TEXT EXCERPT:
Reconciliation in Education Continued

TRC Calls to Action for Education

In an earlier post, we discussed why Reconciliation is necessary in education. To read more about that, click here.

In this post I will discuss how the TRC Calls to Action were created. Further posts will explain and examine each of the seven individual Calls to Action for Education, explaining what each call to action is looking for, the progress made, and what can be done to fulfill them.


How were they created?

In June 2009, the Truth and Reconciliation Commission was created, with Justice Murray Sinclair, Marie Wilson, and Chief Wilton Littlechild appointed as the commissioners. They spent five years investigating and collecting statements from Residential School survivors as well as families, and communities affected by Residential Schools. Nearly seven-thousand statements were collected, this shows the depth and magnitude of this investigation. The commission looked to learn about the lived experience of Residential Schools for those affected by them.

Residential school survivor, Lorna Standingready, being comforted by a fellow survivor at the closing ceremony of the Truth and Reconciliation Commission, on June 3, 2015. (Sean Kilpatrick/Canadian Press)

The Final Report

The TRC released their final report in 2015, outlining Canada’s brutal past with Indigenous peoples and exposing statistics about Residential Schools. You can read a summary of their final report here.

They found that from 1883, when the first Residential School was created, to 1996, when the last Residential School closed (in Punnichy, Saskatchewan), over 150,000 Indigenous children were taken from their families and placed in these institutions. As well, they estimated that over six-thousand children died in these schools from unsanitary conditions that spread diseases as well as neglect, malnutrition, and various forms of abuse. You can read the stories of the survivors and read about their experiences in detail here.

Point localization data:
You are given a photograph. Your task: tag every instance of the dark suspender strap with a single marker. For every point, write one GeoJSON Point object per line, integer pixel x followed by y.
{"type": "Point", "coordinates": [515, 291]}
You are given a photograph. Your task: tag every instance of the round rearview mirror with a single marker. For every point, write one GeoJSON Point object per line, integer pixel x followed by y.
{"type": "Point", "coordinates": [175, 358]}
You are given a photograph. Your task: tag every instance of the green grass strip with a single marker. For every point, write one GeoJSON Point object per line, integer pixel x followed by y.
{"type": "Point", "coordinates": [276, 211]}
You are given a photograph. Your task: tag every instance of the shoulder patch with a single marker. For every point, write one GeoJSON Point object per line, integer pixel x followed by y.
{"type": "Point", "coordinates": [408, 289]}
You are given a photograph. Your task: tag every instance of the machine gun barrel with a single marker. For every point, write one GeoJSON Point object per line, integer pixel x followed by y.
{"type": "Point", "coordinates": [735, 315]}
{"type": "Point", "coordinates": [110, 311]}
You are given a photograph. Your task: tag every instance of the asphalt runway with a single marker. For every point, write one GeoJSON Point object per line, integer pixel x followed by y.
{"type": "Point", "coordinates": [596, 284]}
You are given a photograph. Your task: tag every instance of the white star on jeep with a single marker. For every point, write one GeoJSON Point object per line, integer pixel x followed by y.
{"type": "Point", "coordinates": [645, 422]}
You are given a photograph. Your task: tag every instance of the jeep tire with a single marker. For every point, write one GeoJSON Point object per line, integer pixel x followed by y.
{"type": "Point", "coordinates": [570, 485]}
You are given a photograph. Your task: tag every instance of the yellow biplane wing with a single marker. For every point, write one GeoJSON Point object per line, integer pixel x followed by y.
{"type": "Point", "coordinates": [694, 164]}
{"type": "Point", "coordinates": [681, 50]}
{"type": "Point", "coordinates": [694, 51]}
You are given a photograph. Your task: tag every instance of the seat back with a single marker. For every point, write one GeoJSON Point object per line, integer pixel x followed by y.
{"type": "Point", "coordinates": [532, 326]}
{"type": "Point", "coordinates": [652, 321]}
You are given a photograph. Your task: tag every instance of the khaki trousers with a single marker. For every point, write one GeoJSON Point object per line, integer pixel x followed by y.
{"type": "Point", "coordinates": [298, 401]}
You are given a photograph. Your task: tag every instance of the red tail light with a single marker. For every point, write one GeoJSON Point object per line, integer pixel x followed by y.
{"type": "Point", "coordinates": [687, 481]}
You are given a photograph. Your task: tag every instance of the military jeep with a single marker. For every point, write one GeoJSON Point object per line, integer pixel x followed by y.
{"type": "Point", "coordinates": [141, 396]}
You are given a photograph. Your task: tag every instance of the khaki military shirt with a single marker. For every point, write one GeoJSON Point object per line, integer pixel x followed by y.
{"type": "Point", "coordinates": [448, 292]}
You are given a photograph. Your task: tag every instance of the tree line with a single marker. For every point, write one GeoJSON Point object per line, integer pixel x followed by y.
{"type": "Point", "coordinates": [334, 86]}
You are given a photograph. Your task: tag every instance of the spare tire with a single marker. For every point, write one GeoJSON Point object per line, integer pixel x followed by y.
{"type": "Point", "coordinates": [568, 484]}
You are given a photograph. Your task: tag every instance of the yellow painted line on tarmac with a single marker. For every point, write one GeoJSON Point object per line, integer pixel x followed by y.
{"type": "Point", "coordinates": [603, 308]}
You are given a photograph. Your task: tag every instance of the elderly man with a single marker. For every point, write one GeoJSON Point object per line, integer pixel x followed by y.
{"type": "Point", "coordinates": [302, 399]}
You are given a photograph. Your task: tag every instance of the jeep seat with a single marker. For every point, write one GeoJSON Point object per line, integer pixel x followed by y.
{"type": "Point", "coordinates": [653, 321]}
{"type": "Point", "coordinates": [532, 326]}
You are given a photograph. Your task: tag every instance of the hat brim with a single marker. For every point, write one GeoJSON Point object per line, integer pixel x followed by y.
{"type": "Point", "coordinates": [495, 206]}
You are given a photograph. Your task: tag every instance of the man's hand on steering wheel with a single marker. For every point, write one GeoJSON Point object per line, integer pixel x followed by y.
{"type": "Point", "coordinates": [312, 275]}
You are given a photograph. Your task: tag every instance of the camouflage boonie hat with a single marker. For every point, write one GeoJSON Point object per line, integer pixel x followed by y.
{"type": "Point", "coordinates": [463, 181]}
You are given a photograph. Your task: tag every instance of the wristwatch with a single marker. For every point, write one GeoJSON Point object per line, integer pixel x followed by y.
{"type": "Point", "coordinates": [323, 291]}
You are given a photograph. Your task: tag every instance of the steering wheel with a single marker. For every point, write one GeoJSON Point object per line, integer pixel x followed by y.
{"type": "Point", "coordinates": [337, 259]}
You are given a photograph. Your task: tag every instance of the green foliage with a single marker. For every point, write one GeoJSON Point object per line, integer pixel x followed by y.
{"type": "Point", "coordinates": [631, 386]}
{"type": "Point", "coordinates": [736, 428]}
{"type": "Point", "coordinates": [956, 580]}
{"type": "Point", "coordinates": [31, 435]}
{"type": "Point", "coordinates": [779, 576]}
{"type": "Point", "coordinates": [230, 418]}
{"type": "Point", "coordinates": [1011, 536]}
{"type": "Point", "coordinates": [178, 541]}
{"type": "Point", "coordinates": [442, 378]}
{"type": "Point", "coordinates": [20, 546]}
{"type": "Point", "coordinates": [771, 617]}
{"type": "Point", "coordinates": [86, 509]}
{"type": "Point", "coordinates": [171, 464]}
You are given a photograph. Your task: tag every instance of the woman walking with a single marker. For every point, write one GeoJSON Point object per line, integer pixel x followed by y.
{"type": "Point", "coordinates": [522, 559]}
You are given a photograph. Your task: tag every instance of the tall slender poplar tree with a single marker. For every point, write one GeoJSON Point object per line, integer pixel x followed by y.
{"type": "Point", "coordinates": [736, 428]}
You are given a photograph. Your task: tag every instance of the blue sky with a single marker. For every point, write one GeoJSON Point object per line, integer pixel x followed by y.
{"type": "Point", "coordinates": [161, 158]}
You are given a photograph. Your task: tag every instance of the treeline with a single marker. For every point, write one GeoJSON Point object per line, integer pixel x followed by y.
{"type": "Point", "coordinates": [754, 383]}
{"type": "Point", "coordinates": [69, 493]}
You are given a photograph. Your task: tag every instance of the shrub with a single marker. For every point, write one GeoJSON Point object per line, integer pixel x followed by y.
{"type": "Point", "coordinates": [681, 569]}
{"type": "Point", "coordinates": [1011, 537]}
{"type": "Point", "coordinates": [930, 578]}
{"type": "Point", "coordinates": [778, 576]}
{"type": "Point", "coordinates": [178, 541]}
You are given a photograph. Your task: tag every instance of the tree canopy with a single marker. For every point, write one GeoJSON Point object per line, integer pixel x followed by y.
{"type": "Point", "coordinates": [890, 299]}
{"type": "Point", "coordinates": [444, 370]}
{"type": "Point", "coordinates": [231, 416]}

ACTIVITIES:
1. Condense the paragraph of the text on reconciliation in education that begins "In June 2009, the Truth and Reconciliation Commission was created" into a bulleted list that keeps its main facts.
2. Transcribe the portion of the text on reconciliation in education starting at "The Final Report" and ending at "final report here.".

SOLUTIONS PER TASK:
1.
- The Truth and Reconciliation Commission was created in June 2009. Its commissioners were Justice Murray Sinclair, Marie Wilson, and Chief Wilton Littlechild.
- Over five years, it investigated and collected statements from Residential School survivors and from families and communities affected by Residential Schools.
- Nearly seven thousand statements were collected, which reflects the depth and magnitude of the investigation.
- The commission sought to learn about the lived experience of Residential Schools for those affected by them.

2.
The Final Report

The TRC released their final report in 2015, outlining Canada’s brutal past with Indigenous peoples and exposing statistics about Residential Schools. You can read a summary of their final report here.